# YOUR TASK
Reproduce exactly the final portion of the data: every line from the one containing "[locate] wooden oval" through the last line, inclusive.

Records of labeled points:

--- BEGIN ---

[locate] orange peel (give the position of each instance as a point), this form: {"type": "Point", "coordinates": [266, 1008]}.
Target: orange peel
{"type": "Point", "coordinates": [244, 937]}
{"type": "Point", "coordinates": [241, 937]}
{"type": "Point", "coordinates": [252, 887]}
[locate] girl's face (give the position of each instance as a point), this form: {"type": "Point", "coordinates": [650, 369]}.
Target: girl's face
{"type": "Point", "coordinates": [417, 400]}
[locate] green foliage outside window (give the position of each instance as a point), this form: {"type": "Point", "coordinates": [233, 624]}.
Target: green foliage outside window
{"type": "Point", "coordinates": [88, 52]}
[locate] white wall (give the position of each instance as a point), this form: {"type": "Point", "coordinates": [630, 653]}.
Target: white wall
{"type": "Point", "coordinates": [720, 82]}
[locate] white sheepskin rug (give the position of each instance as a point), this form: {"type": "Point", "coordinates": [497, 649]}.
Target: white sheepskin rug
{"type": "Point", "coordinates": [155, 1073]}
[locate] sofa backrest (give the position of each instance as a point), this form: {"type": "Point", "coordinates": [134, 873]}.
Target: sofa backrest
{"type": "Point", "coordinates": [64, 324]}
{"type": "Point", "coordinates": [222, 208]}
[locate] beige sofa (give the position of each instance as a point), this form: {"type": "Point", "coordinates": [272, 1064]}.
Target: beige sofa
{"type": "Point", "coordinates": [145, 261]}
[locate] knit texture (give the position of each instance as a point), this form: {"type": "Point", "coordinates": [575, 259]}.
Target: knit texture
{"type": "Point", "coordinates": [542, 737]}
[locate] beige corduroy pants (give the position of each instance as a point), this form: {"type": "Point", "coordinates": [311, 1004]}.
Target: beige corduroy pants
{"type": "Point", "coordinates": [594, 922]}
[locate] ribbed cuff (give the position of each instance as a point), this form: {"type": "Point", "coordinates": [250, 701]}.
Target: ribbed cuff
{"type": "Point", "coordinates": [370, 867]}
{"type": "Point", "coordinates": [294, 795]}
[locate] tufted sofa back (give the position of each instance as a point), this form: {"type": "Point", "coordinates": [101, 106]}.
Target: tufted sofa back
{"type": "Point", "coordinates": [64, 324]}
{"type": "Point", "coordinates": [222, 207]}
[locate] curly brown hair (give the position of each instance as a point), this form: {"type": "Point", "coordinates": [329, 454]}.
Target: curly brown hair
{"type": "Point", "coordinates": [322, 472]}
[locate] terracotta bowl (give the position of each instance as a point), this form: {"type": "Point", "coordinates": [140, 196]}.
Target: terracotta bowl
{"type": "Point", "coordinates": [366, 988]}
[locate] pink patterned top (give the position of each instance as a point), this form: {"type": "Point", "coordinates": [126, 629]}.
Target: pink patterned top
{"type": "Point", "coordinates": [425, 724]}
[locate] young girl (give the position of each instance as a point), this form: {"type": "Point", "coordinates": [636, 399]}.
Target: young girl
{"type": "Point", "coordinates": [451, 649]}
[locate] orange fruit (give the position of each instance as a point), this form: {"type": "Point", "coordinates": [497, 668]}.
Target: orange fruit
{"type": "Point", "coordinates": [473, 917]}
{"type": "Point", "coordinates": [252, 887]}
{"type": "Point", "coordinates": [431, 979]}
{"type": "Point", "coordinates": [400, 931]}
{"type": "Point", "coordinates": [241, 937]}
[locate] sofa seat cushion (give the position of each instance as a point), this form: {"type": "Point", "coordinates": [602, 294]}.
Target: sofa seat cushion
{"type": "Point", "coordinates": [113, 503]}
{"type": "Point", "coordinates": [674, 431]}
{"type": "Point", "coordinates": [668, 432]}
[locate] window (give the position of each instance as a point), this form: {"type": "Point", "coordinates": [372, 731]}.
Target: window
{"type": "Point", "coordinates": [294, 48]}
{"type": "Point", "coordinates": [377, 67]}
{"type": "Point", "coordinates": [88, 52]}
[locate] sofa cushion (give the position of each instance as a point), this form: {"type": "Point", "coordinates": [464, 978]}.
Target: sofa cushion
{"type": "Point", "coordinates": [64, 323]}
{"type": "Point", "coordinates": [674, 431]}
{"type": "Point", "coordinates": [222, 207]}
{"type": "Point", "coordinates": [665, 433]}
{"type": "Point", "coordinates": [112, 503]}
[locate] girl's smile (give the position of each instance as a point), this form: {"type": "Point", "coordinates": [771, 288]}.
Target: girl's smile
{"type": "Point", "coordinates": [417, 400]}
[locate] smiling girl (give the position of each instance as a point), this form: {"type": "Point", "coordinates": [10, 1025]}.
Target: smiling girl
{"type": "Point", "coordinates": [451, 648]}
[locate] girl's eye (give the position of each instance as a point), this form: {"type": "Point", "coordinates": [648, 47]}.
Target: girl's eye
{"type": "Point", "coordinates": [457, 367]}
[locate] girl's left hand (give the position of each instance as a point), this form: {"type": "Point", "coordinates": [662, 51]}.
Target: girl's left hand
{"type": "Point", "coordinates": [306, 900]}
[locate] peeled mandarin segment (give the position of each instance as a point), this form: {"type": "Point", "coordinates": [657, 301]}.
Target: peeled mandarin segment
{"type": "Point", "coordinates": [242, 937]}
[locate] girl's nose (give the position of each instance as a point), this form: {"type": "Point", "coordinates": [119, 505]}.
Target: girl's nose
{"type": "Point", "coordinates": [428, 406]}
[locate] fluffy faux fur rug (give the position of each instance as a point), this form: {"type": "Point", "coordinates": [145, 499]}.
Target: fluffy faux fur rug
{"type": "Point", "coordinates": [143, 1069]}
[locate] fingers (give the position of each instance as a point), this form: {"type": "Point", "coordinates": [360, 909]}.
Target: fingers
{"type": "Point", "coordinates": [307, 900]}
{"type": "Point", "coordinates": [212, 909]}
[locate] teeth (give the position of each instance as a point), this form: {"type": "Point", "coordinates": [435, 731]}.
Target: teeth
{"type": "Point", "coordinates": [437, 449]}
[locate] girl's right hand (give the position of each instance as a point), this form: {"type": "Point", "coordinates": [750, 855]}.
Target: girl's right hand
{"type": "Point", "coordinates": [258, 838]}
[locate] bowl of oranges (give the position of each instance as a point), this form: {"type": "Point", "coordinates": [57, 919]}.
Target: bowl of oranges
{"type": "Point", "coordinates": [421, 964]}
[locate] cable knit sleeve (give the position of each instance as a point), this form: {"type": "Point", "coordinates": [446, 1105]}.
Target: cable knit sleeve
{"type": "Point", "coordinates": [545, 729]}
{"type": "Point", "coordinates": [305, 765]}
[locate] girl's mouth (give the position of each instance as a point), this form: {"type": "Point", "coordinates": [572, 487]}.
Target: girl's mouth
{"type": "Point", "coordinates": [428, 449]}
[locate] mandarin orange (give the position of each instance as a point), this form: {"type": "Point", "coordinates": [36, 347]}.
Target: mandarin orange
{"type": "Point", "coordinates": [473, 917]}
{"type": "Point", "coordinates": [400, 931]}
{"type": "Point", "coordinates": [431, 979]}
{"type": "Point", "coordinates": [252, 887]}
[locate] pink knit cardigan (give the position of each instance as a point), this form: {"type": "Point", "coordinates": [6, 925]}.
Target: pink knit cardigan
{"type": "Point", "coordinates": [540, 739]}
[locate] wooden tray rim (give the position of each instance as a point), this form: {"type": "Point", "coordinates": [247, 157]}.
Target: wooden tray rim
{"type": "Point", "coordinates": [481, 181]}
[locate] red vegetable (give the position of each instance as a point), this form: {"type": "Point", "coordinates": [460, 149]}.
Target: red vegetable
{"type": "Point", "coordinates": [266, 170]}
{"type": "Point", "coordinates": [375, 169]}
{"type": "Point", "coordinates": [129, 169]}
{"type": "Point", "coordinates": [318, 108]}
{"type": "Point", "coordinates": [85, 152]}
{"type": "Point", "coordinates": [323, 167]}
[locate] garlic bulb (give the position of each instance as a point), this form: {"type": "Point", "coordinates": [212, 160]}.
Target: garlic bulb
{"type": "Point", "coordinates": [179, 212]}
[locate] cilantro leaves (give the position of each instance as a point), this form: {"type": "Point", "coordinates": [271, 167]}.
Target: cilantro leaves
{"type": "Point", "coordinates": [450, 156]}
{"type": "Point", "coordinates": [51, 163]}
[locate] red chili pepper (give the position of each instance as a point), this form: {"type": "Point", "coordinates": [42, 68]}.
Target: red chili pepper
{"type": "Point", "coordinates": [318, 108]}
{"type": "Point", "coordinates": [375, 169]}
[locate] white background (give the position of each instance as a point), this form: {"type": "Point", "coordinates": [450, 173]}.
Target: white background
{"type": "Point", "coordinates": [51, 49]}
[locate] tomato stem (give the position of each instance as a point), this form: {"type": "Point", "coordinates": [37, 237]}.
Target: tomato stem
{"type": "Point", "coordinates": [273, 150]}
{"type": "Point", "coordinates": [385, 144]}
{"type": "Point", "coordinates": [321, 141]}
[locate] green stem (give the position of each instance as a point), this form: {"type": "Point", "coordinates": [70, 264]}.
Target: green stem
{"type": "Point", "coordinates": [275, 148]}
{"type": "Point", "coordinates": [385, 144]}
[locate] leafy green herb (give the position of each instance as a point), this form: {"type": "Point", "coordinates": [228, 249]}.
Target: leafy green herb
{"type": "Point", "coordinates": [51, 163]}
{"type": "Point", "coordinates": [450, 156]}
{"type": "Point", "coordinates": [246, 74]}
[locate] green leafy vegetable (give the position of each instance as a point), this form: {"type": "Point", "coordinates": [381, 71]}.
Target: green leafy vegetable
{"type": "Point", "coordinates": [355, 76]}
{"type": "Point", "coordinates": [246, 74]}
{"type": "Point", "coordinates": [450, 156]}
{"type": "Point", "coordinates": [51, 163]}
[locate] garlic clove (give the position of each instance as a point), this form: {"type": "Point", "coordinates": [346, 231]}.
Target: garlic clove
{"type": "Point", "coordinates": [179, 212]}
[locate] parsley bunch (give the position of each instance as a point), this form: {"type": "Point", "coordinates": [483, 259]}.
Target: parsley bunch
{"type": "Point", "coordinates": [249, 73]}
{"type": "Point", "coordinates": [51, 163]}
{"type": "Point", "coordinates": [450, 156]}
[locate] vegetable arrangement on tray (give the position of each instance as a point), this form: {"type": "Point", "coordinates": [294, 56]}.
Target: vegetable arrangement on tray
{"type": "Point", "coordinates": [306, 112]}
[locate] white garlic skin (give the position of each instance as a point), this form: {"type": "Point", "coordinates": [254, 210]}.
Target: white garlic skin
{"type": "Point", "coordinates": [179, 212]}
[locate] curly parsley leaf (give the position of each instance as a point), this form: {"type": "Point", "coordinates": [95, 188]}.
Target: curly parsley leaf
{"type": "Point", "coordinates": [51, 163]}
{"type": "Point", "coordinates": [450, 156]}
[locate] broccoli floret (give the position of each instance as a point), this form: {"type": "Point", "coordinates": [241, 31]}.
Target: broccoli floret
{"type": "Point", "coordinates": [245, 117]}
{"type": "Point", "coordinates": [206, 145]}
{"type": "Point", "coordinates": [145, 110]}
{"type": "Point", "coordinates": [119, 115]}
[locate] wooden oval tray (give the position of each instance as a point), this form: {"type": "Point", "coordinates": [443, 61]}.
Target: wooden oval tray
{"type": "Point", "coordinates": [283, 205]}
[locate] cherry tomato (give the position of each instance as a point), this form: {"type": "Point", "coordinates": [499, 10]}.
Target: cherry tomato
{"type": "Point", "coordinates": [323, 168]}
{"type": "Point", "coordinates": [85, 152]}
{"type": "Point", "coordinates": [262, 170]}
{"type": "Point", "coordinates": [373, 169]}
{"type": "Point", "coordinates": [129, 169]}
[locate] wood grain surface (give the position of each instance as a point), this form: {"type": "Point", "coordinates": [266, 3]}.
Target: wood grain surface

--- END ---

# SOLUTION FOR THIS PROBLEM
[locate] wooden oval tray (give the position of each instance as a point), this form: {"type": "Point", "coordinates": [443, 61]}.
Target: wooden oval tray
{"type": "Point", "coordinates": [283, 205]}
[locate] cherry tomato (give the position of each instance as a point), this form: {"type": "Point", "coordinates": [499, 10]}.
Target: cherry tomato
{"type": "Point", "coordinates": [323, 168]}
{"type": "Point", "coordinates": [85, 152]}
{"type": "Point", "coordinates": [262, 170]}
{"type": "Point", "coordinates": [373, 169]}
{"type": "Point", "coordinates": [129, 169]}
[locate] wood grain surface (give the position of each instance as a point), this form: {"type": "Point", "coordinates": [266, 3]}.
Target: wood grain surface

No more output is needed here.